BEGIN

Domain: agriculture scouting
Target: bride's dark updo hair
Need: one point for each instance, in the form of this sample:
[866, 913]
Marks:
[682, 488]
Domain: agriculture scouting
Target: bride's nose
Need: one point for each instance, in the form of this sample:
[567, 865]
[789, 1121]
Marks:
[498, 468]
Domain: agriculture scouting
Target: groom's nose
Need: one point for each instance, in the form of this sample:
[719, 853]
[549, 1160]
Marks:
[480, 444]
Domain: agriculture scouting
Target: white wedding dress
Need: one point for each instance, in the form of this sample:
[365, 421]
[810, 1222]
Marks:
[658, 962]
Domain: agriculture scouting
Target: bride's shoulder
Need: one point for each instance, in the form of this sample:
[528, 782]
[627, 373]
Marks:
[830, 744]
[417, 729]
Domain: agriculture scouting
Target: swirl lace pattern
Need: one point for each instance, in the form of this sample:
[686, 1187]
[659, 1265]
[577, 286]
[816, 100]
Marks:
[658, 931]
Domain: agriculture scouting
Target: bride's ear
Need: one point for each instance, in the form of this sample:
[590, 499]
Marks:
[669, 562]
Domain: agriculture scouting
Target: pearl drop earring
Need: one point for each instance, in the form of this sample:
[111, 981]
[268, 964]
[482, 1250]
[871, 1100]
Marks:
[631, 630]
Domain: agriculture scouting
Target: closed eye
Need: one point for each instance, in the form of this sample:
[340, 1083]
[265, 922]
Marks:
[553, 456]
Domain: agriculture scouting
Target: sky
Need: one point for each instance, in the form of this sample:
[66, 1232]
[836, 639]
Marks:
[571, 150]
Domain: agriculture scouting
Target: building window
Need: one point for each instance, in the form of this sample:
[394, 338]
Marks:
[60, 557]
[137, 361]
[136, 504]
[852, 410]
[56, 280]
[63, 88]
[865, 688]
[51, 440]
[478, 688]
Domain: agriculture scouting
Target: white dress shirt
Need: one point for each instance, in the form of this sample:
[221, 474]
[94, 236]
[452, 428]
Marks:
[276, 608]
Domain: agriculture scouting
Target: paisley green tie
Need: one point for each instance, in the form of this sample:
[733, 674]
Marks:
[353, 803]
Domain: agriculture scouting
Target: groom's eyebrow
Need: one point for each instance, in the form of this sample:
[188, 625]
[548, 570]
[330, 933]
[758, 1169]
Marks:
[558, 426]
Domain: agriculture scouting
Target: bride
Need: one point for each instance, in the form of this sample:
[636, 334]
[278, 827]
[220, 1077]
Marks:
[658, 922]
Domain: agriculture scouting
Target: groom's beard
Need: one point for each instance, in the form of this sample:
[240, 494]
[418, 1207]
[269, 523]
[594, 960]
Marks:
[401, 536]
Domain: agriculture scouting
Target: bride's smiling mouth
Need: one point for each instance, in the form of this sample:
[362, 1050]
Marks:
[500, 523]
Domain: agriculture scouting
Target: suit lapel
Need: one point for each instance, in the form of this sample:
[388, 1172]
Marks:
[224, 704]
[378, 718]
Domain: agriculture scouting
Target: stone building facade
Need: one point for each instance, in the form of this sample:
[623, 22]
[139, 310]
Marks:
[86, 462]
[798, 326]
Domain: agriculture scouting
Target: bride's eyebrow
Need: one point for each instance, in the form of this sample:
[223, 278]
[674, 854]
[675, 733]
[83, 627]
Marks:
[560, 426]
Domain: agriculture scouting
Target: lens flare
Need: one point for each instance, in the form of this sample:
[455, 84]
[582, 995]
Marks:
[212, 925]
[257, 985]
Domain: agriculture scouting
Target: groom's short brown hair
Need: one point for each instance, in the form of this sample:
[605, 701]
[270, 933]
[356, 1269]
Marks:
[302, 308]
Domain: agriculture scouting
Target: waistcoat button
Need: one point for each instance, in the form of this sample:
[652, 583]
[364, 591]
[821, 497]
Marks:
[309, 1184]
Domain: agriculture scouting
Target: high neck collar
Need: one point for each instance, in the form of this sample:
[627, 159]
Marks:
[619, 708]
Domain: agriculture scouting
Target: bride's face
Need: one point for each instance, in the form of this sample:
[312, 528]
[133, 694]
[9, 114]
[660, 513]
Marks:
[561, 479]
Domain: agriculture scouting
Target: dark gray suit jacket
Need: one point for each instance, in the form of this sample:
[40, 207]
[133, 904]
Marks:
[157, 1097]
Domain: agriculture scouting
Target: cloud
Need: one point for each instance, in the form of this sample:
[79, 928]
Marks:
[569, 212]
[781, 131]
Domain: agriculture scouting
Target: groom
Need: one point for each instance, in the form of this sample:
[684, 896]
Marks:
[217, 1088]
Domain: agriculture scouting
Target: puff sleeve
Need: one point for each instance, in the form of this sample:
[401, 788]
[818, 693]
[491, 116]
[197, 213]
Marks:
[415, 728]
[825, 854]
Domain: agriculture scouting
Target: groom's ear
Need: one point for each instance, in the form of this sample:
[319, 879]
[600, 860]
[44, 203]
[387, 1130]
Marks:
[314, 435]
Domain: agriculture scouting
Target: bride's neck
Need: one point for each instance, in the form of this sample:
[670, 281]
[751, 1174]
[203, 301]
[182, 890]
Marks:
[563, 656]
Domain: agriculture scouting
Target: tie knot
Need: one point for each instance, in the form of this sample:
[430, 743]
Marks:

END

Request —
Reproduce the records in full, exactly as written.

Response to the task —
Domain: agriculture scouting
Target: bride's dark updo hair
Need: one point for each instance, in the form of this sample:
[866, 913]
Marks:
[682, 488]
Domain: agriculture scouting
Target: bride's nose
Need: one point for each instance, in the form of this sample:
[567, 865]
[789, 1121]
Marks:
[498, 468]
Domain: agriculture scouting
Target: groom's nose
Need: one point for each instance, in the form of this sample:
[719, 853]
[549, 1160]
Marks:
[480, 444]
Domain: agriculture scouting
Target: white wedding dress
Need: one point for each instance, in the form of this sample:
[365, 421]
[810, 1222]
Marks:
[658, 962]
Domain: agriculture scouting
Target: bride's shoulder
Need: one point for each instance, in the form of this sample:
[528, 782]
[627, 373]
Marks:
[830, 744]
[417, 729]
Domain: agriculture scouting
Target: swirl lace pattern
Need: one point for each instance, in the form of this sample:
[686, 1187]
[659, 1265]
[577, 286]
[816, 100]
Marks:
[658, 931]
Domain: agriculture scouting
Target: bride's ear
Need: one point for each instance, in the form of this sample:
[590, 499]
Marks:
[669, 562]
Domain: agriculture scouting
Target: pearl drop earring
Need: one point for each instance, in the form of this sample:
[111, 981]
[268, 964]
[482, 1250]
[871, 1100]
Marks:
[631, 630]
Domain: agriculture scouting
Target: closed eye
Need: one point for each instance, in the form of this sample:
[340, 1083]
[265, 922]
Marks:
[553, 456]
Domain: agriculture scouting
Target: sky
Need: one point for each instance, in the form of this sample:
[66, 1232]
[836, 639]
Marks:
[571, 150]
Domain: agriculture scouting
Target: building window
Need: one point for each instance, in the form of this sample:
[394, 338]
Marks:
[60, 557]
[137, 361]
[136, 504]
[852, 410]
[56, 280]
[63, 88]
[865, 688]
[51, 440]
[478, 688]
Domain: agriculture scouting
Target: white dress shirt
Need: one point for each instance, in the form of this sample:
[221, 474]
[94, 236]
[452, 428]
Marks:
[276, 608]
Domain: agriculture scouting
Target: paisley green tie
Need: one point for each instance, in the form of this sample:
[733, 674]
Marks:
[353, 803]
Domain: agriculture scouting
Target: groom's eyebrow
Need: one point for each instance, in the form of this sample:
[188, 625]
[548, 570]
[330, 933]
[758, 1169]
Marks:
[558, 426]
Domain: agriculture scouting
Target: bride
Need: one point for each instance, in the form of this sample:
[636, 334]
[278, 827]
[220, 1077]
Marks:
[658, 922]
Domain: agriculture scouting
Target: groom's beard
Need: one point for each instance, in the form of this sample:
[240, 494]
[418, 1207]
[269, 523]
[594, 960]
Marks:
[401, 536]
Domain: agriculture scouting
Target: bride's smiling mouth
Need: one point for each instance, in the form of this sample:
[362, 1050]
Marks:
[500, 523]
Domain: agriculture scouting
Target: suit lapel
Need: one point for each instance, in the form of this sample:
[388, 1172]
Marks:
[224, 704]
[378, 718]
Domain: agriculture scouting
Target: stone building facade
Need: one point for each instance, in the form of this sample:
[623, 22]
[139, 310]
Marks:
[86, 462]
[798, 326]
Domain: agriculture scouting
Target: bride's eyebrow
Need: one point for each instance, in the form of this sample:
[223, 278]
[674, 854]
[675, 733]
[83, 627]
Marks:
[560, 426]
Domain: agriculture scouting
Target: lens flare
Need: one point for each instance, in the form of this sample:
[455, 84]
[582, 995]
Marks:
[212, 925]
[257, 985]
Domain: agriculture scouting
Target: groom's short brown hair
Need: one point for each instance, in the form of this sample:
[605, 701]
[270, 933]
[356, 1269]
Marks:
[302, 308]
Domain: agriculture scouting
Target: waistcoat button
Need: one point for each instance, in the form of this sample:
[652, 583]
[364, 591]
[821, 497]
Marks:
[309, 1184]
Domain: agriculture scouting
Target: high neck collar
Need: one point for each instance, in the form of this sample:
[627, 159]
Marks:
[619, 708]
Domain: agriculture scouting
Target: bride's face
Need: one point for each instance, in the form of this sample:
[312, 528]
[133, 694]
[9, 114]
[660, 513]
Marks:
[561, 479]
Domain: agriculture scouting
Target: dark gray suit jacket
Need: one point for each instance, in the form of this sample:
[40, 207]
[133, 904]
Marks:
[157, 1097]
Domain: agriculture scouting
Target: cloud
Need: one point for each instance, in the form of this sample:
[79, 928]
Marks:
[569, 212]
[781, 131]
Domain: agriculture scouting
Target: groom
Need: one point for each instance, in the form of this sample:
[684, 896]
Marks:
[217, 1088]
Domain: agriculture scouting
Target: puff sleeve
Need: one point for each instance, in the form of this sample:
[401, 788]
[818, 693]
[491, 116]
[197, 213]
Marks:
[415, 728]
[825, 854]
Domain: agriculture scouting
Target: groom's ear
Need: one point for each instance, in the form of this sample:
[319, 879]
[600, 860]
[44, 203]
[387, 1130]
Marks:
[314, 435]
Domain: agriculture scouting
Target: bride's neck
Need: one point for each instance, in the form of this sample:
[670, 281]
[751, 1174]
[203, 301]
[182, 890]
Marks:
[563, 656]
Domain: agriculture scouting
Target: tie knot
Need: one point for each instance, in the form of this sample:
[430, 743]
Marks:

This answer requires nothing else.